Mindestreserve weiter erhöht
China strafft erneut seine Geldpolitik

Als Antwort auf Inflation und Überhitzung der Wirtschaft hat China einen überraschend scharfen Einschnitt in die Geldpolitik vorgenommen: Die Zentralbank wird zum 25. Dezember einen weiteren Schritt unternehmen, um die Liquidität im Land weiter zu begrenzen.

HB PEKING. Auf Anweisung der Regierung in Peking hob die Zentralbank am Samstag die vorgeschriebene Mindestreserve für Banken um einen vollen Prozentpunkt auf 14,5 Prozent an. Mit dem Schritt, der zum 25. Dezember in Kraft tritt, werden umgerechnet rund 32 Milliarden Euro an Bankenkapital gebunden. Er sei Teil der jüngsten Entscheidung der Regierung, die Geldpolitik zu straffen, erklärte die Zentralbank.

=-=-=

## AUFGABE A
Auf welchen Wert hob die chinesische Zentralbank laut dem Artikel über Chinas Geldpolitik die Mindestreserve für Banken an?
## AUFGABE B
Führen Sie den Artikel über Chinas Geldpolitik ab seinem letzten Satz weiter.

## GEZEIGTES MATERIAL
=-=-=

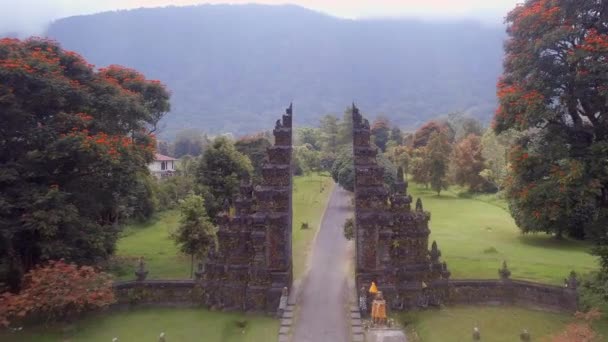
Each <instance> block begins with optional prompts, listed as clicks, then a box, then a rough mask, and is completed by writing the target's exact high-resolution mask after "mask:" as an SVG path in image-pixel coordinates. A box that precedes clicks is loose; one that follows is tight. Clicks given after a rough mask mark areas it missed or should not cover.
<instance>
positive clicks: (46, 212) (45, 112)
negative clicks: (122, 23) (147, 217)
mask: <svg viewBox="0 0 608 342" xmlns="http://www.w3.org/2000/svg"><path fill="white" fill-rule="evenodd" d="M168 100H169V94H168V92H167V91H166V90H165V88H164V86H163V85H162V84H161V83H160V82H159V81H150V80H147V79H145V77H144V76H143V75H142V74H140V73H138V72H137V71H135V70H132V69H126V68H123V67H120V66H116V65H112V66H110V67H108V68H101V69H98V70H95V69H94V68H93V66H92V65H90V64H88V63H87V62H86V61H85V60H84V59H83V58H82V57H80V56H79V55H77V54H76V53H74V52H71V51H65V50H63V49H61V47H60V46H58V45H57V44H56V43H54V42H52V41H48V40H42V39H29V40H26V41H20V40H17V39H2V40H0V239H1V240H2V241H0V244H1V245H3V246H5V248H2V249H0V258H5V259H6V260H7V263H8V264H9V274H8V277H9V281H10V284H11V286H12V288H13V289H14V290H16V289H18V287H19V281H20V279H21V277H22V275H23V274H24V273H25V272H27V271H28V270H30V269H32V268H33V267H34V266H35V265H37V264H38V263H40V262H41V261H44V260H51V259H61V258H65V259H66V260H69V261H77V262H79V263H92V262H95V261H97V260H98V259H100V258H105V257H107V256H108V255H109V254H110V253H111V252H112V251H113V249H114V244H115V241H116V237H117V234H118V223H119V220H120V219H122V218H126V217H128V216H130V215H131V214H133V213H134V212H135V211H136V210H138V209H136V208H134V204H137V203H139V202H140V201H141V200H146V199H147V198H148V196H149V193H148V192H149V189H150V187H149V186H148V185H149V184H146V183H145V181H142V179H145V178H146V177H147V175H148V169H147V164H148V163H149V162H150V161H151V160H152V159H153V156H154V150H155V147H156V141H155V138H154V136H153V135H152V134H151V132H152V131H154V130H155V129H156V126H157V123H158V121H159V120H160V118H161V117H162V116H163V114H164V113H166V112H167V111H168V110H169V102H168ZM142 182H144V183H142ZM146 206H147V207H146V208H143V206H142V207H141V208H139V209H141V211H142V212H146V213H149V211H150V207H149V205H148V204H146Z"/></svg>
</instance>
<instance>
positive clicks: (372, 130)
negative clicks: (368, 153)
mask: <svg viewBox="0 0 608 342" xmlns="http://www.w3.org/2000/svg"><path fill="white" fill-rule="evenodd" d="M371 133H372V141H373V143H374V144H376V146H378V148H379V149H380V151H382V152H386V144H387V143H388V140H389V137H390V133H391V129H390V121H389V120H388V119H387V118H385V117H378V118H377V119H376V120H374V122H373V123H372V127H371Z"/></svg>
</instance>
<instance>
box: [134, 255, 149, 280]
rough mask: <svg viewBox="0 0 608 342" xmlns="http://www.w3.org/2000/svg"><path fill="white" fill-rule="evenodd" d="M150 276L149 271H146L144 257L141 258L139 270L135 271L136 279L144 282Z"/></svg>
mask: <svg viewBox="0 0 608 342" xmlns="http://www.w3.org/2000/svg"><path fill="white" fill-rule="evenodd" d="M147 276H148V270H146V263H145V262H144V257H140V258H139V264H138V266H137V270H136V271H135V277H136V279H137V281H144V280H146V277H147Z"/></svg>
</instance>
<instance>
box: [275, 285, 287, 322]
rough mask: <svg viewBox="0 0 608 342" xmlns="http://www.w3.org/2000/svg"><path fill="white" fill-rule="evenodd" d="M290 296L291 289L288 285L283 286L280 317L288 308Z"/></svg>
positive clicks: (280, 303)
mask: <svg viewBox="0 0 608 342" xmlns="http://www.w3.org/2000/svg"><path fill="white" fill-rule="evenodd" d="M288 298H289V289H288V288H287V287H284V288H283V291H282V292H281V299H279V309H278V311H277V314H278V316H279V317H281V316H283V312H285V310H287V299H288Z"/></svg>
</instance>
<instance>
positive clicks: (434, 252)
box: [429, 241, 441, 263]
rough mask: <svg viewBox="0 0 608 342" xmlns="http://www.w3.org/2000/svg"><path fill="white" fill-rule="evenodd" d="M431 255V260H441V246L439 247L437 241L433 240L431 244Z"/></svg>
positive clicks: (430, 253) (431, 261)
mask: <svg viewBox="0 0 608 342" xmlns="http://www.w3.org/2000/svg"><path fill="white" fill-rule="evenodd" d="M429 255H430V257H431V262H433V263H437V262H439V258H440V257H441V251H439V248H438V247H437V241H433V243H432V244H431V251H430V252H429Z"/></svg>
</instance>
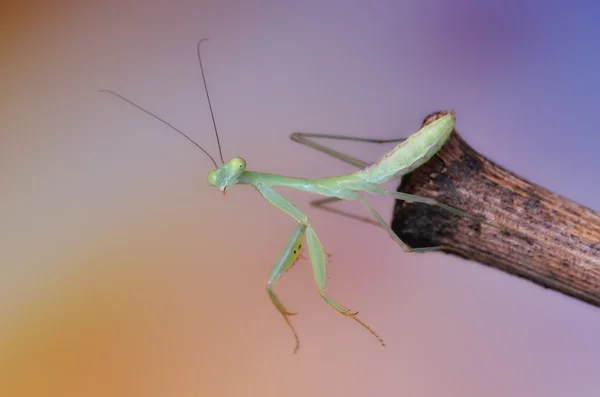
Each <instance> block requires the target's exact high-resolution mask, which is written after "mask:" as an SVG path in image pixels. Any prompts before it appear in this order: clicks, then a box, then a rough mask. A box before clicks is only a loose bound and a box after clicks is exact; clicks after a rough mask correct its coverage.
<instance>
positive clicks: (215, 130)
mask: <svg viewBox="0 0 600 397" xmlns="http://www.w3.org/2000/svg"><path fill="white" fill-rule="evenodd" d="M203 41H208V39H207V38H205V39H201V40H200V41H198V45H197V46H196V49H197V52H198V63H199V64H200V73H202V82H204V91H205V92H206V99H207V100H208V108H209V109H210V117H211V118H212V120H213V127H214V128H215V136H216V137H217V146H218V147H219V156H221V163H223V164H225V160H224V159H223V151H222V150H221V142H220V141H219V133H218V132H217V123H216V121H215V114H214V112H213V110H212V104H211V103H210V95H208V86H207V85H206V77H204V68H203V67H202V58H201V57H200V44H201V43H202V42H203Z"/></svg>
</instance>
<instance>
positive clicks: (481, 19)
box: [0, 0, 600, 397]
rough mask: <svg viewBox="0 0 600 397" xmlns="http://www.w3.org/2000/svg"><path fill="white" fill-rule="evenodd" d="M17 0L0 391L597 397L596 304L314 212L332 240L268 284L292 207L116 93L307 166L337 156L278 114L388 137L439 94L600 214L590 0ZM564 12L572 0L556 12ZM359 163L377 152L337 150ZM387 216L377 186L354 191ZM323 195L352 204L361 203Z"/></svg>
mask: <svg viewBox="0 0 600 397" xmlns="http://www.w3.org/2000/svg"><path fill="white" fill-rule="evenodd" d="M163 3H164V4H162V5H160V4H159V2H139V3H137V4H136V3H120V4H118V3H117V2H114V4H111V3H101V2H97V3H94V2H89V4H86V3H85V2H64V3H55V4H51V3H43V4H42V3H41V4H37V5H35V4H30V5H28V6H27V7H25V6H23V8H8V7H6V8H5V9H4V10H3V12H2V15H3V16H2V17H0V18H1V19H2V21H1V22H2V24H1V25H0V26H2V28H1V29H2V34H1V38H0V40H1V41H0V43H1V46H2V47H1V51H2V62H1V64H0V65H1V66H0V67H1V68H2V70H1V75H0V84H1V87H2V89H1V92H2V95H1V97H0V100H1V101H2V102H1V103H0V105H1V107H0V109H1V110H0V111H1V112H2V113H1V114H2V116H1V118H0V123H1V127H0V129H1V131H2V134H1V141H0V178H1V179H0V183H1V184H0V186H1V189H2V193H1V194H0V204H1V205H0V219H1V220H0V222H1V227H0V233H1V235H0V263H1V267H0V314H1V317H0V318H1V323H0V327H1V328H0V395H2V396H7V397H8V396H11V397H12V396H14V397H17V396H19V397H20V396H86V397H88V396H103V397H104V396H144V397H150V396H200V395H204V396H255V395H260V396H307V395H318V396H325V395H340V396H341V395H343V396H365V395H373V396H400V395H401V396H461V397H464V396H487V397H492V396H502V397H505V396H544V397H551V396H566V395H569V396H571V395H572V396H578V397H583V396H597V395H598V394H599V393H600V375H599V374H600V365H599V364H598V357H599V356H600V343H599V342H598V341H599V339H598V335H600V312H599V311H598V309H597V308H594V307H591V306H589V305H586V304H583V303H581V302H579V301H576V300H574V299H570V298H567V297H565V296H561V295H559V294H557V293H555V292H553V291H549V290H545V289H543V288H540V287H538V286H535V285H533V284H531V283H529V282H526V281H523V280H519V279H517V278H515V277H511V276H508V275H506V274H504V273H501V272H498V271H495V270H491V269H488V268H485V267H484V266H480V265H478V264H476V263H473V262H468V261H464V260H460V259H458V258H453V257H450V256H445V255H442V254H434V253H429V254H422V255H416V254H415V255H408V254H405V253H404V252H403V251H402V250H400V249H399V248H398V247H397V246H396V245H395V244H394V242H393V241H392V240H391V239H389V238H388V237H387V235H386V234H385V232H384V231H383V230H381V229H378V228H374V227H372V226H369V225H365V224H361V223H357V222H356V221H352V220H350V219H346V218H341V217H339V216H336V215H334V214H329V213H325V212H322V211H314V210H312V211H311V209H310V207H309V205H308V203H309V201H310V199H311V196H310V195H308V194H306V193H299V192H293V191H291V192H289V191H287V190H286V191H284V194H285V195H286V196H287V197H288V198H290V199H291V200H293V201H294V202H296V203H298V205H299V206H300V207H301V208H303V209H305V210H307V211H309V213H310V214H311V215H312V220H313V223H314V225H315V227H316V230H317V232H318V233H319V236H320V238H321V240H322V242H323V244H324V246H325V249H326V251H328V252H329V253H331V254H333V258H332V259H333V260H332V263H331V264H330V267H329V274H330V282H329V284H328V291H329V293H330V294H331V295H332V296H333V297H336V298H337V299H339V300H340V301H341V302H342V303H344V304H346V305H347V306H349V307H350V308H352V309H356V310H360V312H361V316H362V317H361V318H362V319H363V320H365V321H366V322H367V323H369V324H370V325H371V326H372V327H373V328H374V329H375V330H376V331H377V332H379V334H380V335H381V336H382V337H383V338H384V339H385V341H386V342H387V344H388V346H387V348H382V347H381V346H379V345H378V343H377V341H376V340H375V339H374V338H372V337H371V336H370V335H369V334H368V333H367V332H366V331H365V330H363V329H362V328H361V327H359V326H358V325H357V324H355V323H354V322H352V321H351V320H349V319H347V318H344V317H342V316H340V315H339V314H337V313H336V312H335V311H334V310H333V309H331V308H330V307H329V306H328V305H326V304H325V303H324V302H323V301H322V300H321V298H320V297H319V295H318V293H317V290H316V288H315V285H314V280H313V276H312V273H311V269H310V266H309V264H308V262H307V261H300V262H299V263H298V265H297V266H296V267H295V268H294V269H293V270H292V271H291V272H289V274H287V275H286V277H284V278H283V279H282V281H281V282H280V283H279V284H278V286H277V291H278V293H279V294H280V297H281V298H282V300H283V302H284V303H285V304H286V305H287V306H288V308H289V309H290V310H292V311H298V312H300V314H299V315H298V316H296V317H295V318H293V322H294V324H295V326H296V328H297V330H298V332H299V334H300V338H301V342H302V345H301V348H300V351H299V354H298V355H296V356H295V355H294V354H293V353H292V349H293V338H292V335H291V333H290V332H289V330H288V329H287V327H286V325H285V324H284V322H283V321H282V319H281V317H280V316H279V314H278V313H277V312H276V310H275V309H274V308H273V307H272V305H271V303H270V301H269V299H268V297H267V294H266V292H265V290H264V286H265V282H266V280H267V276H268V273H269V271H270V269H271V266H272V264H273V263H274V261H275V260H276V259H277V257H278V255H279V253H280V251H281V249H282V247H283V244H284V243H285V242H286V240H287V237H288V233H290V232H291V230H292V229H293V227H294V221H293V220H292V219H290V218H289V217H287V216H286V215H284V214H282V213H280V211H279V210H277V209H275V208H273V207H271V206H270V205H268V204H267V203H266V202H264V201H263V200H262V198H261V197H260V196H259V195H258V194H257V193H256V192H255V191H253V189H250V188H247V187H245V188H244V187H240V188H234V189H232V191H231V192H230V194H229V195H227V196H226V197H223V196H222V195H221V194H220V193H218V192H217V191H215V190H214V189H212V188H210V187H209V186H208V185H207V183H206V174H207V172H208V171H209V170H210V169H211V163H210V161H209V160H208V159H207V158H205V156H204V155H203V154H202V153H200V152H199V151H198V150H197V149H195V148H194V147H193V146H192V145H190V144H189V143H187V142H186V141H185V140H183V139H181V138H180V137H178V136H177V135H176V134H174V133H173V132H172V131H169V130H168V129H166V128H165V127H164V126H163V125H161V124H160V123H158V122H156V121H155V120H153V119H152V118H150V117H148V116H146V115H144V114H142V113H140V112H138V111H136V110H135V109H134V108H132V107H130V106H129V105H127V104H125V103H122V102H120V101H119V100H117V99H115V98H113V97H110V96H107V95H103V94H99V93H97V90H98V89H100V88H111V89H114V90H116V91H118V92H120V93H122V94H124V95H126V96H128V97H129V98H131V99H133V100H135V101H137V102H138V103H140V104H141V105H142V106H146V107H148V108H149V109H151V110H152V111H155V112H157V113H158V114H159V115H161V116H162V117H164V118H166V119H167V120H169V121H171V122H172V123H174V124H175V125H176V126H178V127H179V128H181V129H183V130H185V131H187V132H188V133H189V134H190V135H192V136H193V137H194V138H195V139H196V140H197V141H199V143H201V144H203V145H205V147H207V149H208V150H209V151H210V152H211V153H213V154H214V155H215V156H216V155H217V150H216V144H215V141H214V137H213V135H212V125H211V122H210V118H209V113H208V107H207V104H206V100H205V98H204V93H203V91H202V85H201V79H200V74H199V68H198V65H197V61H196V54H195V44H196V41H197V40H198V39H199V38H202V37H210V39H211V41H210V42H209V43H207V45H206V46H205V47H204V53H203V55H204V64H205V69H206V72H207V78H208V83H209V87H210V89H211V93H212V100H213V106H214V107H215V112H216V117H217V122H218V126H219V128H220V131H221V134H222V135H221V139H222V144H223V151H224V154H225V157H227V158H230V157H232V156H235V155H241V156H244V157H245V158H246V160H247V162H248V165H249V168H250V169H253V170H257V171H265V172H276V173H282V174H286V175H295V176H304V177H319V176H326V175H332V174H336V173H342V172H347V171H349V170H351V169H352V168H351V167H350V166H347V165H345V164H343V163H341V162H339V161H337V160H335V159H332V158H329V157H327V156H325V155H323V154H321V153H317V152H313V151H311V150H310V149H308V148H305V147H302V146H299V145H296V144H294V143H292V142H291V141H290V140H289V134H290V133H291V132H292V131H294V130H304V131H315V132H330V133H346V134H351V135H356V136H361V135H368V136H373V137H385V138H392V137H399V136H407V135H409V134H410V133H412V132H414V131H416V130H417V129H418V127H419V125H420V122H421V120H422V119H423V117H424V116H426V115H427V114H428V113H430V112H433V111H437V110H441V109H449V108H454V109H455V110H456V111H457V117H458V121H457V123H458V124H457V128H458V130H459V131H460V132H461V133H462V134H463V135H464V136H465V137H466V139H467V141H468V142H470V143H471V144H472V146H473V147H475V148H476V149H477V150H478V151H479V152H481V153H483V154H484V155H486V156H487V157H489V158H491V159H493V160H495V161H497V162H499V163H500V164H502V165H504V166H505V167H507V168H509V169H510V170H512V171H514V172H517V173H518V174H520V175H522V176H523V177H525V178H528V179H530V180H532V181H534V182H536V183H538V184H541V185H543V186H545V187H547V188H549V189H551V190H553V191H555V192H557V193H559V194H562V195H565V196H567V197H569V198H570V199H572V200H575V201H577V202H579V203H581V204H583V205H586V206H588V207H591V208H593V209H595V210H600V205H599V200H598V198H597V197H598V194H599V193H600V187H599V184H598V177H597V169H598V168H600V160H599V157H598V156H597V150H598V149H597V148H598V146H599V144H600V133H599V131H598V129H597V126H598V123H597V122H596V121H595V120H596V116H597V114H598V104H599V99H600V94H599V91H600V73H599V72H598V70H599V67H600V60H599V57H598V48H599V47H598V40H599V37H600V28H599V27H598V19H599V17H600V5H597V4H598V3H597V2H592V1H589V2H587V5H586V2H583V1H581V2H570V1H566V0H565V1H516V0H510V1H502V2H501V1H497V2H482V1H477V0H462V1H452V2H448V1H441V0H437V1H435V0H434V1H417V0H414V1H368V2H367V1H364V2H360V1H341V0H340V1H302V2H296V1H283V2H282V1H241V0H240V1H216V0H215V1H196V2H183V1H180V2H173V1H171V2H163ZM576 3H577V4H578V5H575V4H576ZM339 147H340V148H341V149H343V150H347V151H349V152H350V153H352V154H354V155H356V156H358V157H360V158H363V159H365V160H374V159H376V158H377V157H378V156H379V155H381V153H382V150H383V149H382V148H381V147H377V146H375V145H356V144H354V145H352V144H347V145H339ZM373 203H374V205H376V207H377V208H378V209H380V210H381V211H382V213H383V214H384V215H385V216H388V217H389V216H390V214H391V211H392V208H393V202H392V201H391V200H388V199H374V200H373ZM342 208H345V209H348V210H351V211H356V212H357V213H360V214H364V209H363V208H362V207H361V206H360V204H358V203H345V204H344V205H343V206H342Z"/></svg>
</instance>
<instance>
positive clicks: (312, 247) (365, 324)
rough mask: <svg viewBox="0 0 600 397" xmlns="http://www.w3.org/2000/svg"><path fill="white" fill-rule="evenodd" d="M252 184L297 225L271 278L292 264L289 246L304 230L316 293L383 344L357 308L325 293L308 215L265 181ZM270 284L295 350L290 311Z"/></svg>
mask: <svg viewBox="0 0 600 397" xmlns="http://www.w3.org/2000/svg"><path fill="white" fill-rule="evenodd" d="M255 187H256V190H258V191H259V192H260V194H261V195H262V196H263V197H264V198H265V199H266V200H267V201H268V202H270V203H271V204H273V205H274V206H276V207H277V208H279V209H280V210H282V211H283V212H285V213H287V214H288V215H290V216H291V217H292V218H294V219H295V220H296V221H297V222H298V223H299V226H298V227H297V228H296V229H295V230H294V232H292V235H291V236H290V238H289V239H288V244H287V245H286V248H285V249H284V252H283V254H282V257H281V258H280V259H279V262H278V263H280V264H281V266H278V265H276V266H275V267H274V268H273V270H272V272H271V278H272V279H274V280H275V281H276V280H277V279H278V278H279V277H280V276H281V274H282V273H283V271H285V269H288V268H289V267H290V266H291V264H293V262H294V260H295V257H294V255H299V252H297V253H294V252H293V248H294V246H295V244H298V247H299V248H300V243H301V241H302V235H304V234H306V242H307V246H308V252H309V256H310V261H311V264H312V268H313V274H314V277H315V281H316V283H317V288H318V289H319V294H321V297H322V298H323V299H324V300H325V301H326V302H327V303H328V304H329V305H330V306H331V307H333V308H334V309H335V310H337V311H338V312H339V313H341V314H343V315H344V316H348V317H350V318H352V319H353V320H355V321H356V322H357V323H359V324H360V325H362V326H363V327H364V328H366V329H367V330H368V331H369V332H370V333H371V334H372V335H373V336H374V337H376V338H377V339H378V340H379V342H380V343H381V344H382V345H383V346H385V343H384V342H383V339H381V338H380V337H379V335H377V333H376V332H375V331H373V330H372V329H371V327H369V326H368V325H367V324H366V323H364V322H363V321H362V320H360V319H359V318H358V317H356V315H357V314H358V312H351V311H350V310H349V309H347V308H346V307H344V305H342V304H340V303H338V302H337V301H335V300H334V299H333V298H331V297H330V296H329V295H327V294H326V293H325V286H326V282H327V255H326V254H325V251H324V250H323V246H322V244H321V242H320V241H319V238H318V237H317V234H316V232H315V230H314V229H313V227H312V225H311V223H310V220H309V218H308V216H307V215H306V214H305V213H303V212H302V211H301V210H300V209H299V208H298V207H296V206H295V205H294V204H292V203H291V202H290V201H288V200H287V199H286V198H285V197H283V196H282V195H280V194H279V193H277V192H275V191H274V190H273V189H271V188H270V187H268V186H266V185H261V184H257V185H256V186H255ZM290 250H292V251H290ZM287 263H289V265H287V267H286V266H284V265H286V264H287ZM273 282H274V281H273ZM272 284H273V283H271V282H269V284H267V285H268V287H267V288H268V290H269V295H270V296H271V300H273V303H274V304H275V306H276V307H277V309H278V310H279V312H280V313H281V314H283V316H284V318H285V320H286V322H287V323H288V325H289V326H290V328H292V331H293V332H294V336H295V337H296V350H295V351H297V349H298V344H299V340H298V336H297V334H296V331H295V330H294V328H293V327H292V325H291V323H290V322H289V320H288V318H287V316H289V315H290V314H289V313H288V312H287V311H286V310H285V309H284V308H283V305H281V302H280V301H279V299H277V297H276V296H275V294H274V293H272V289H271V288H270V287H269V285H272ZM274 297H275V299H274ZM282 310H283V311H282Z"/></svg>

=-=-=

## IHRE ANTWORT A
Auf 14,5 Prozent, also um einen vollen Prozentpunkt.

## IHRE ANTWORT B
Es ist bereits die zehnte Erhöhung der Reserve in diesem Jahr. Damit versuchen die Währungshüter, die Kreditvergabe in China zu drosseln. Bislang hatten sie sich aber nur in Schritten von halben Prozentpunkten bewegt.

Die deutliche Straffung der Geldpolitik belege den Ernst der Lage und die Probleme mit der massiven Liquidität in China, sagte Volkswirt Ben Simpfendorfer von der Royal Bank of Scotland in Hongkong. Die chinesische Zentralbank hat in diesem Zusammenhang auch schon fünf Mal in diesem Jahr den Leitzins angehoben. Wegen des anhaltenden Inflationsdrucks schließen Experten eine weitere Zinserhöhung in diesem Jahr nicht aus.